* TESTO DELLA PAGINA:
---
Unica opera in cui Roth chiama il personaggio come se stesso, Tromperie parla dello scrittore Philip (Denis Podalydès), newyorkese trasferitosi a Londra, che passa le giornate nel suo studio alternando alla compagnia della bella amante senza nome (Léa Seydoux) la scrittura di un diario delle sue esperienze private, destinato a diventare il suo prossimo romanzo. Nonostante entrambi siano in fuga da un matrimonio in crisi, è lei quella che appare più bisognosa delle attenzioni dell’altro. Diviso in undici capitoli e un epilogo, il film racconta delle storie di Philip con le sue diverse amanti e del deteriorarsi del rapporto con la moglie.
Tromperie è un’opera pluristratificata che si apre con un incipit che è anche una dichiarazione d’intenti: due immagini affiancate, New York a Londra, rappresentanti il movimento di Philip da una città all’altra e due realtà distinte ma coesistenti, due modi diversi di vedere una stessa vita. Lo split screen si apre come un sipario, Léa Seydoux e Denis Podalydès si muovono sul palcoscenico che lascia il posto, senza nessuno stacco, allo studio dello scrittore, come se fossero sempre stati lì. Finzione e realtà si intrecciano fin da subito, come si intrecciano i narratori in uno schema di scatole cinesi: Desplechin racconta Roth, che racconta Philip, che racconta se stesso. E se aprissimo il diario del personaggio lo schema potrebbe ripetersi all’infinito in un continuo moltiplicarsi di immagini. Una riflessione sulla realtà delle immagini e delle rappresentazioni che diventa centrale nel litigio tra lo scrittore e la moglie (Anouk Grinberg), che non riesce a comprendere se la realtà della narrazione coincida con la sua o se sia soltanto finzione. L’inganno del titolo sta in questa relazione trasduttiva in cui i due poli si influenzano reciprocamente e costantemente nel loro darsi, una relazione che a sua volta descrive il rapporto tra due persone che si amano, in cui l’influenza reciproca modifica costantemente gli amanti.
---
* COMPITI DA SVOLGERE:
- a) Rispondi alle domande seguenti in base al testo su Tromperie.
(i) In quale città si è trasferito lo scrittore Philip?
(ii) In quanti capitoli è diviso il film, oltre all'epilogo?
(iii) Quale attrice interpreta la moglie dello scrittore?
- b) Prosegui il testo su Tromperie a partire dalla sua ultima frase.
---
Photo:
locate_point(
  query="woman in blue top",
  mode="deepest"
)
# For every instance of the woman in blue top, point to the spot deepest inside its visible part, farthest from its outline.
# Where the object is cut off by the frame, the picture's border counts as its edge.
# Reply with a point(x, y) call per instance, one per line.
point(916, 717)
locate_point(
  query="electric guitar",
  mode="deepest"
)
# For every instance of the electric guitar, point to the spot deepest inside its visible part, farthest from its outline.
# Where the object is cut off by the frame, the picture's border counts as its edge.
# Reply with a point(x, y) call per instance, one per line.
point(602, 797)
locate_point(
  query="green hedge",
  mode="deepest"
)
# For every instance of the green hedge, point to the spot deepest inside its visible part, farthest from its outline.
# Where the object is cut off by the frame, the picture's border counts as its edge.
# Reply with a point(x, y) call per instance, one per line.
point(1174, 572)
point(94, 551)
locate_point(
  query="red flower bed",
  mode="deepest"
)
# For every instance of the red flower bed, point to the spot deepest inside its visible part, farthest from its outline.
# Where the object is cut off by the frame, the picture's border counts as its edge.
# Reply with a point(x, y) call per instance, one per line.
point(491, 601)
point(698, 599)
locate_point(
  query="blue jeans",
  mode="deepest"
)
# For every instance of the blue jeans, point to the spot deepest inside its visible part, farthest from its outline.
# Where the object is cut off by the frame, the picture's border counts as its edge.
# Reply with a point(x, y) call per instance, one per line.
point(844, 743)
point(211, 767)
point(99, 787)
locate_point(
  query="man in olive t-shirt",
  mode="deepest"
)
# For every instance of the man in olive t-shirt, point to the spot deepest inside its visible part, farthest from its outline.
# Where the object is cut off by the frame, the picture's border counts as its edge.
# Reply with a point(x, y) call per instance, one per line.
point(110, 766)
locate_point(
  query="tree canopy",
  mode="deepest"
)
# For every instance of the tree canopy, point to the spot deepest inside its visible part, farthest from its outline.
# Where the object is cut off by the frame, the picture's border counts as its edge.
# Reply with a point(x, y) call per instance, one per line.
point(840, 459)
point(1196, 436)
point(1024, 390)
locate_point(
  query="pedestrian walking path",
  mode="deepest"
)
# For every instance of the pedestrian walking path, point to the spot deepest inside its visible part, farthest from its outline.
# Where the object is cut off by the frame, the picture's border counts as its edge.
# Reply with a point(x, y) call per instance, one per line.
---
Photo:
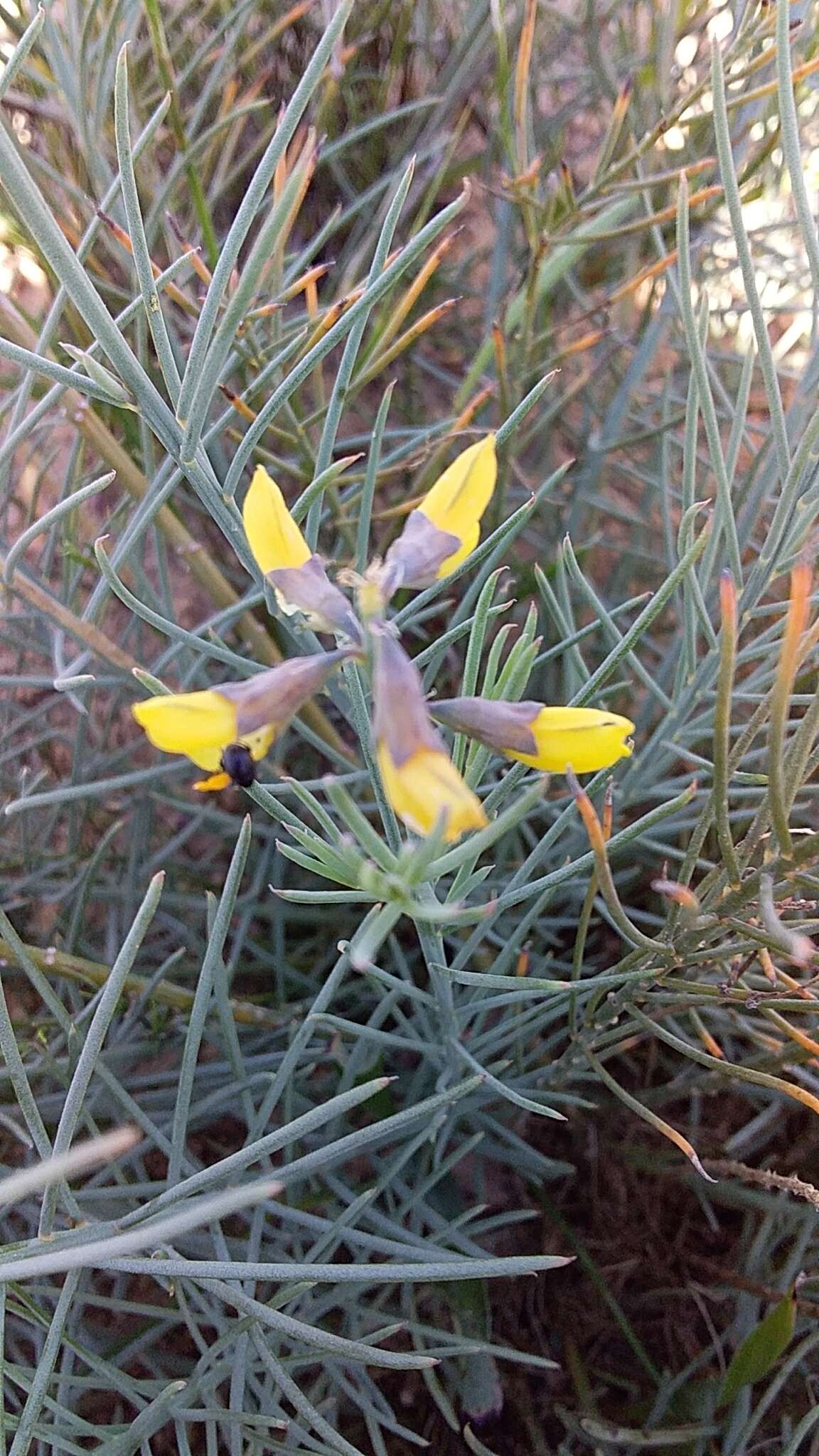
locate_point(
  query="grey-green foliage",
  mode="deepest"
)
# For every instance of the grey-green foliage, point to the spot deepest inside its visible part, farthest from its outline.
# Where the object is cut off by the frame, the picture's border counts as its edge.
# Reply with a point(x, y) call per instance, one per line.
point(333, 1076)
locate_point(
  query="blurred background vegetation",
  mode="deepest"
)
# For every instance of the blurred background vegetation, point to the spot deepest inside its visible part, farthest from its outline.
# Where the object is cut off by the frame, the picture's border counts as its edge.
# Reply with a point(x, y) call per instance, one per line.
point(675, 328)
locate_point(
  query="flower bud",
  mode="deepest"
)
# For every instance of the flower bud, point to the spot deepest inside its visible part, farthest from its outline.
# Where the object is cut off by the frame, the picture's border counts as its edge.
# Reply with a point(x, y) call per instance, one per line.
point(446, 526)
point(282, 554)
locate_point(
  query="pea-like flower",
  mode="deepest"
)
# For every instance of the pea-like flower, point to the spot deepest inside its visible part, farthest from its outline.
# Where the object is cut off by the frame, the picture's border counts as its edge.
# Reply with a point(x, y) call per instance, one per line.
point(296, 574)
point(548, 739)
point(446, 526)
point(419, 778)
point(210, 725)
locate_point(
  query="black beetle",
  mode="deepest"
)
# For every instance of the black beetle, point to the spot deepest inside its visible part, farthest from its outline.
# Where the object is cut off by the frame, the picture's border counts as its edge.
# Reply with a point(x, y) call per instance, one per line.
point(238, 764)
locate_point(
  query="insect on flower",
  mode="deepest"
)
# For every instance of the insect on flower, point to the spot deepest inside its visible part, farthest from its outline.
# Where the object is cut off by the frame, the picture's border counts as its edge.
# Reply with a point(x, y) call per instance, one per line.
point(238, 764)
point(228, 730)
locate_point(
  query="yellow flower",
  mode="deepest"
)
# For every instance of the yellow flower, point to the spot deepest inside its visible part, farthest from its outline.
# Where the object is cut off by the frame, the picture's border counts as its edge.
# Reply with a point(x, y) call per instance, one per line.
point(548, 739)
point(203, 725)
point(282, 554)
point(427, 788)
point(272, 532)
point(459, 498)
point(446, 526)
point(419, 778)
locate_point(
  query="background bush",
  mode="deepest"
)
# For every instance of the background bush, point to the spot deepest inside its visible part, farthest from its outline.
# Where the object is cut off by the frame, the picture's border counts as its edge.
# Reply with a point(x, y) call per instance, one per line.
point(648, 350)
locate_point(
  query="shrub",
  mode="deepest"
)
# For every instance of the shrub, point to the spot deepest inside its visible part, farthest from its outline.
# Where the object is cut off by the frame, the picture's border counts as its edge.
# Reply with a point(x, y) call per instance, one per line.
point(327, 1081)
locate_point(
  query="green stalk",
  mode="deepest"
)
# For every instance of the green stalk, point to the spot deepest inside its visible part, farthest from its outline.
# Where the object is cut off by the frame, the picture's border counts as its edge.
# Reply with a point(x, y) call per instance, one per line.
---
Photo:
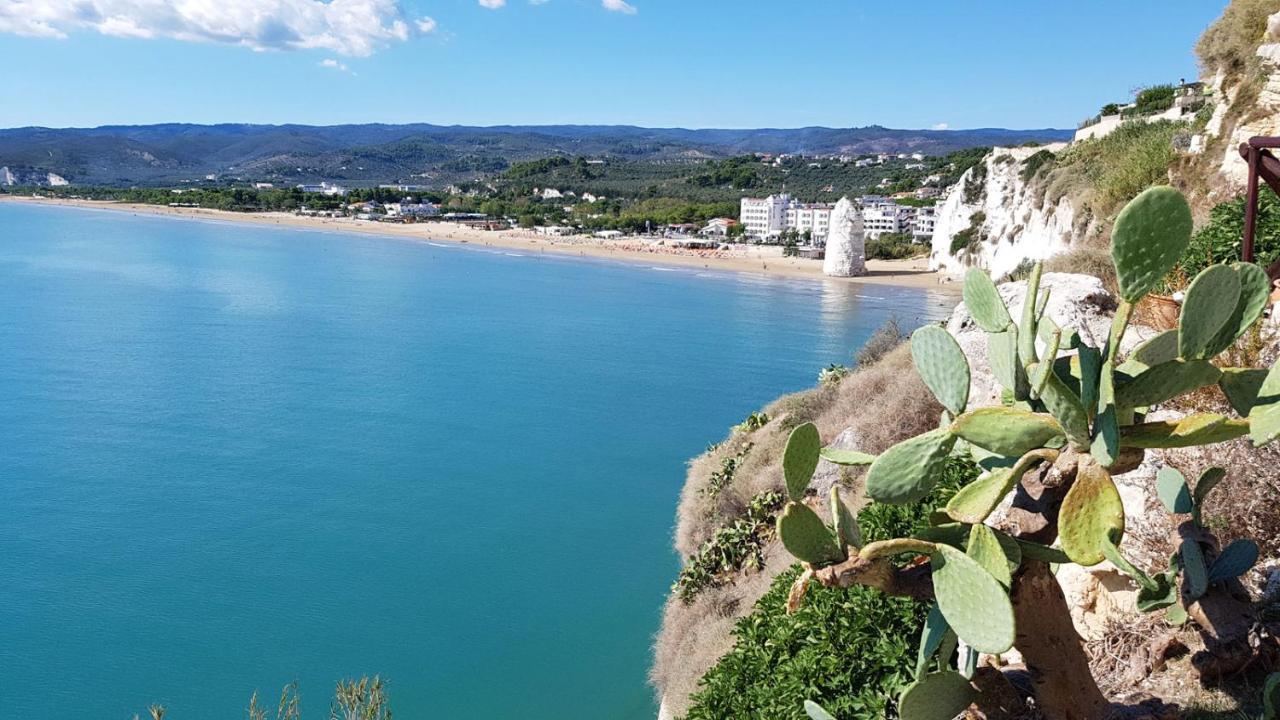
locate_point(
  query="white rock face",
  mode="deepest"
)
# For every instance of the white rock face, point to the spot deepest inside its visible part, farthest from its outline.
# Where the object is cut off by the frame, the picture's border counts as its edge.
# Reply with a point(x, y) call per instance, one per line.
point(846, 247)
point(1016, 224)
---
* RISPOSTE AI COMPITI:
- a)
(i) A Londra.
(ii) In undici capitoli.
(iii) Anouk Grinberg.

- b)
Tromperie è un film difficile da vedere nel 2022 perché si porta dietro una serie di critiche, anche giustificate, sul ruolo della donna nel romanzo di Roth. Tutte le figure femminili vivono solo e soltanto in funzione del protagonista maschile e degli uomini, al punto che una giovane e brillante studentessa di Philip arriva a curarsi con l’elettroshock a causa delle troppe delusioni d’amore. Donne fragili e incapaci di stare da sole che si realizzano solo nella storia d’amore con un narcisista, interessato unicamente ad appagare il suo ego e vedere soddisfatta la sua necessità di sentirsi importante.
Il capitolo intitolato Il processo affronta proprio questo tema. Philip viene sottoposto ad un processo immaginario dalle donne, accusato di averle insultate, svilite. Lo scrittore risponde senza il minimo segno di pentimento, anzi con orgoglio se ne vanta. Si tratta di una posizione volutamente provocatoria che avvia un discorso sulla rappresentazione femminile e sulla presenza di personaggi misogini nei film che diventa lunga e complessa e di difficile trattazione in poche righe, ma che potrebbe essere semplificata nella domanda: se è vero che i movimenti di emancipazione femminile hanno mosso delle critiche utili a comprendere posizioni problematiche, queste rappresentazioni devono necessariamente essere condannate o sarebbe più utile mantenerle in modo da avviare un ragionamento critico?
Indipendentemente da ciò, Tromperie è un ottimo film che indaga lo statuto delle immagini nella rappresentazione cinematografica, e che trova la sua forza anche nelle ottime interpretazioni del suo cast di attori.